Goal A: In the court opinion, rewrite the part that opens with the words containing "Presently before the" and closes with "will be denied.", changing "Motion to Dismiss" to "Motion for Dismissal".

Selected passage:
begin
United States District Court, D. New Jersey
Jul 21, 2011
Civil Action No. 11-610 (D.N.J. Jul. 21, 2011)

Summary

concluding that Holland and Cottrell "demonstrated that they suffered an injury in fact" where they asserted prior patronage of a car dealership for their own shopping needs and to accompany friends purchasing cars, and a concrete desire to continue to patronize the dealership in order to browse inventory, compare pricing, or make an offer on a car

Summary of this case from Cottrell v. Recreation Ctr. LLC

Opinion

Civil Action No. 11-610.

July 21, 2011


OPINION


Presently before the Court is Defendants' Motion to Dismiss Plaintiffs' Complaint, pursuant to Fed.R.Civ.P. 12(b)(1) and Fed.R.Civ.P. 12(b)(6) for lack of subject matter jurisdiction and failure to state a claim upon which relief can be granted, respectively. Plaintiffs Maryann Cottrell and Richard Holland have brought claims against Defendants Matt Blatt, Inc. and "Jane Doe Business Manager," later identified as Lisa Hulmes, pursuant to § 12203 of the Americans with Disabilities Act (ADA), 42 U.S.C. § 12181, et seq., and § 10:5-12(d) of the New Jersey Law Against Discrimination (NJLAD), N.J. STAT. ANN. § 10:5-1, et seq. For the reasons set forth below, the Defendants' Motion to Dismiss the Plaintiffs' Complaint will be denied.

I. FACTUAL BACKGROUND AND PROCEDURAL HISTORY

Plaintiff Cottrell is the mother of a disabled girl, whom she and Plaintiff Holland care for together. (Compl. ¶ 8.) Because of her daughter's severe disability and need for "constant care and supervision," Ms. Cottrell is legally permitted to park in handicap parking spaces reserved for disabled people. (Id. ¶¶ 8-9.)
end
Available records:
begin
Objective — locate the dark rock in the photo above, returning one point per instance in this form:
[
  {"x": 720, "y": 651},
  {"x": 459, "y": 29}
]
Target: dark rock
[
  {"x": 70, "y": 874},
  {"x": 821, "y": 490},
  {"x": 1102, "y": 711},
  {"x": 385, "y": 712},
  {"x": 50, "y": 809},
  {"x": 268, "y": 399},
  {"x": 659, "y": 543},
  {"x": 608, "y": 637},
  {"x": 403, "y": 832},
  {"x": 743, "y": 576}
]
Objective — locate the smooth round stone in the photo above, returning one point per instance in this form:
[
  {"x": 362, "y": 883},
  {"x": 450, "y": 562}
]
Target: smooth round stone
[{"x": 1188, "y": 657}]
end
begin
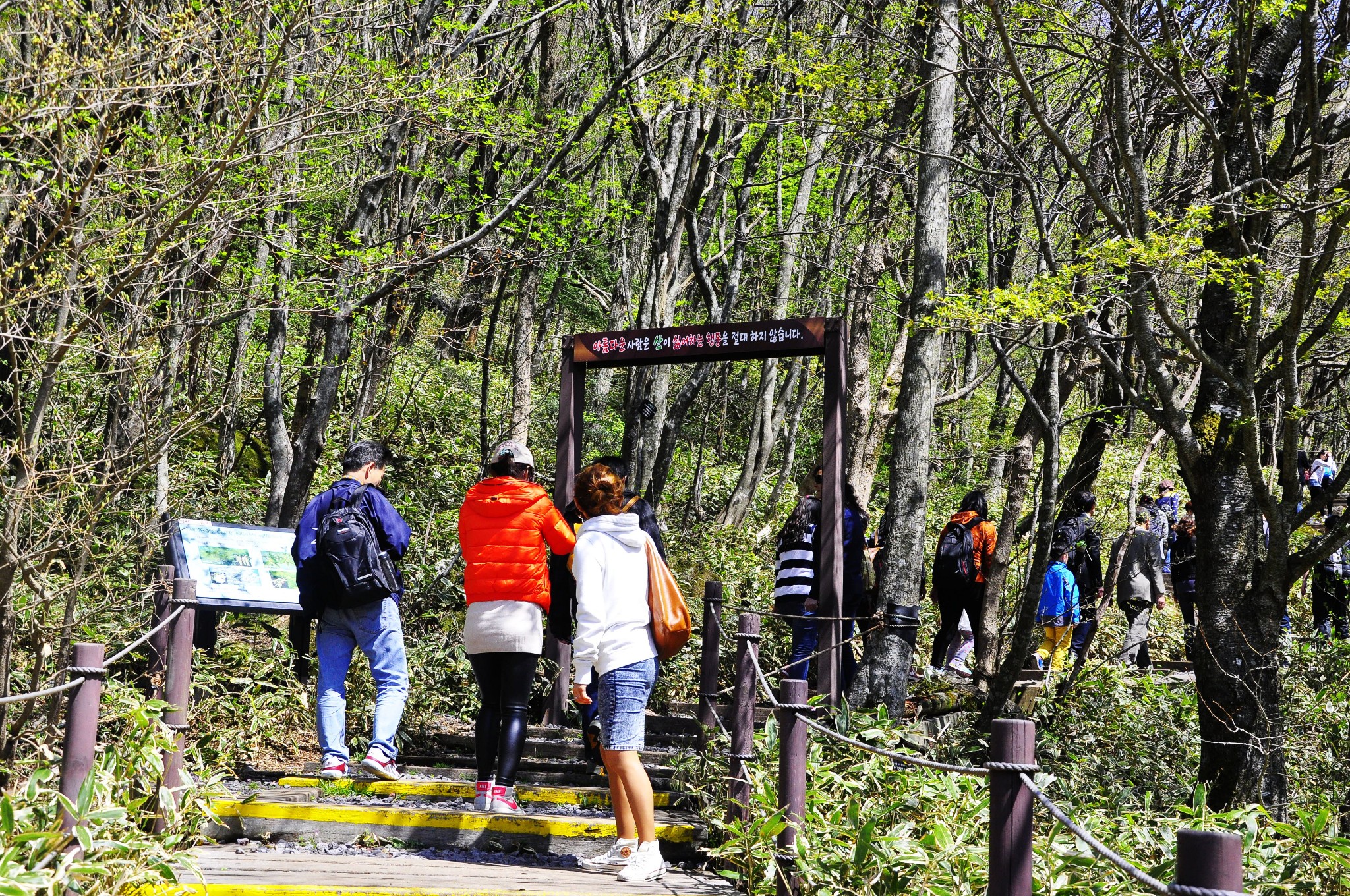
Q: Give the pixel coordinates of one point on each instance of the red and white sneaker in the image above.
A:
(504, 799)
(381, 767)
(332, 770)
end
Goal B: How many lines of the records contain the string "rock"? Case counts. Give only the number.

Task output A:
Presently before the Court is Defendants' Motion for Dismissal Plaintiffs' Complaint, pursuant to Fed.R.Civ.P. 12(b)(1) and Fed.R.Civ.P. 12(b)(6) for lack of subject matter jurisdiction and failure to state a claim upon which relief can be granted, respectively. Plaintiffs Maryann Cottrell and Richard Holland have brought claims against Defendants Matt Blatt, Inc. and "Jane Doe Business Manager," later identified as Lisa Hulmes, pursuant to § 12203 of the Americans with Disabilities Act (ADA), 42 U.S.C. § 12181, et seq., and § 10:5-12(d) of the New Jersey Law Against Discrimination (NJLAD), N.J. STAT. ANN. § 10:5-1, et seq. For the reasons set forth below, the Defendants' Motion for Dismissal the Plaintiffs' Complaint will be denied.

Task output B: 2